**What to work on**:
Each entry must be reproduced precisely as it stands.

**Extracted information**:
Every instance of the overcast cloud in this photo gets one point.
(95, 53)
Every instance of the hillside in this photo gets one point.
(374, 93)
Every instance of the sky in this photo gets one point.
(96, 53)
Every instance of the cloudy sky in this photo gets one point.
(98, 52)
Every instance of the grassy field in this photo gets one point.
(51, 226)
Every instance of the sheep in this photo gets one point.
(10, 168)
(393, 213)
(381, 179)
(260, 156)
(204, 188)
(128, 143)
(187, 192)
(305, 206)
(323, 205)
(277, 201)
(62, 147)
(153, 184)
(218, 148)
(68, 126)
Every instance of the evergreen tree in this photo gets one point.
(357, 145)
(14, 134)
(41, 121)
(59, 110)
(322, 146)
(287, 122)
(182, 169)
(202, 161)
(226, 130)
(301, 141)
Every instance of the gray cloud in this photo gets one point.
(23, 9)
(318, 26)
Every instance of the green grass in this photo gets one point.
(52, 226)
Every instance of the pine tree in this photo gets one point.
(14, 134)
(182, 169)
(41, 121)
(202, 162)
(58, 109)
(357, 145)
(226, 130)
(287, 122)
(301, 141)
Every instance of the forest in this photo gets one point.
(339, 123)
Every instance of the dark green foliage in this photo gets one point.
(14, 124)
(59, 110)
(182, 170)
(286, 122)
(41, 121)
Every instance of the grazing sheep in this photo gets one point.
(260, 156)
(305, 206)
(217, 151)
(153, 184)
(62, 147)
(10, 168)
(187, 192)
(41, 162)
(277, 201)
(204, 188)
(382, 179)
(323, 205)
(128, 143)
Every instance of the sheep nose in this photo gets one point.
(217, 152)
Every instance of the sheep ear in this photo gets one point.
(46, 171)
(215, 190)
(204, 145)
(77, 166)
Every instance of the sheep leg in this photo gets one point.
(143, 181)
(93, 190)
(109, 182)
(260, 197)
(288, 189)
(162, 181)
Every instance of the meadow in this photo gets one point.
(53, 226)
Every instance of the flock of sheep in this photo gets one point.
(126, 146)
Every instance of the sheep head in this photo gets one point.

**Solved problem**:
Every instance of the overcast cloud in this photo gets one point.
(95, 53)
Every instance of the hillside in this photo gets one point.
(374, 93)
Every instance of the sky in this photo gets one point.
(96, 53)
Every instance of the cloudy sky in this photo gets one point.
(98, 52)
Every instance of the grassy field in this photo gets one point.
(51, 226)
Every instance of the sheep in this photo gets one point.
(10, 168)
(393, 213)
(381, 179)
(260, 156)
(204, 188)
(128, 143)
(187, 192)
(305, 206)
(323, 205)
(277, 201)
(62, 147)
(153, 184)
(218, 148)
(68, 126)
Every instance of the evergreen tree in this photo gets one point.
(357, 145)
(14, 134)
(41, 121)
(59, 110)
(322, 146)
(287, 122)
(182, 169)
(202, 161)
(226, 130)
(301, 141)
Every instance of the gray cloud in this photo gets one point.
(23, 9)
(318, 26)
Every instance of the green grass in this photo gets one point.
(52, 226)
Every instance of the pine tree in this photo gets one point.
(14, 134)
(182, 169)
(41, 121)
(202, 162)
(58, 109)
(357, 145)
(226, 130)
(287, 122)
(301, 141)
Every instance of the forest in this photo gets one point.
(339, 123)
Every instance of the dark green foliage in this photo gets one point.
(14, 124)
(59, 110)
(182, 170)
(286, 122)
(41, 121)
Every instance of the grazing sheep in this photo gets one point.
(260, 156)
(305, 206)
(217, 151)
(153, 184)
(62, 147)
(10, 168)
(187, 192)
(41, 162)
(277, 201)
(204, 188)
(382, 179)
(323, 205)
(128, 143)
Every instance of the sheep nose in this photo gets one point.
(217, 152)
Every instance of the sheep ear in this photo gets one point.
(46, 171)
(215, 190)
(204, 145)
(77, 166)
Every instance of the sheep leg in this photo gets one point.
(143, 181)
(93, 190)
(109, 182)
(260, 197)
(288, 189)
(162, 181)
Every instance of the meadow in this photo gets one point.
(53, 226)
Every instance of the flock of sheep in this photo gets one point.
(126, 146)
Every instance of the sheep head in this photo gets one point.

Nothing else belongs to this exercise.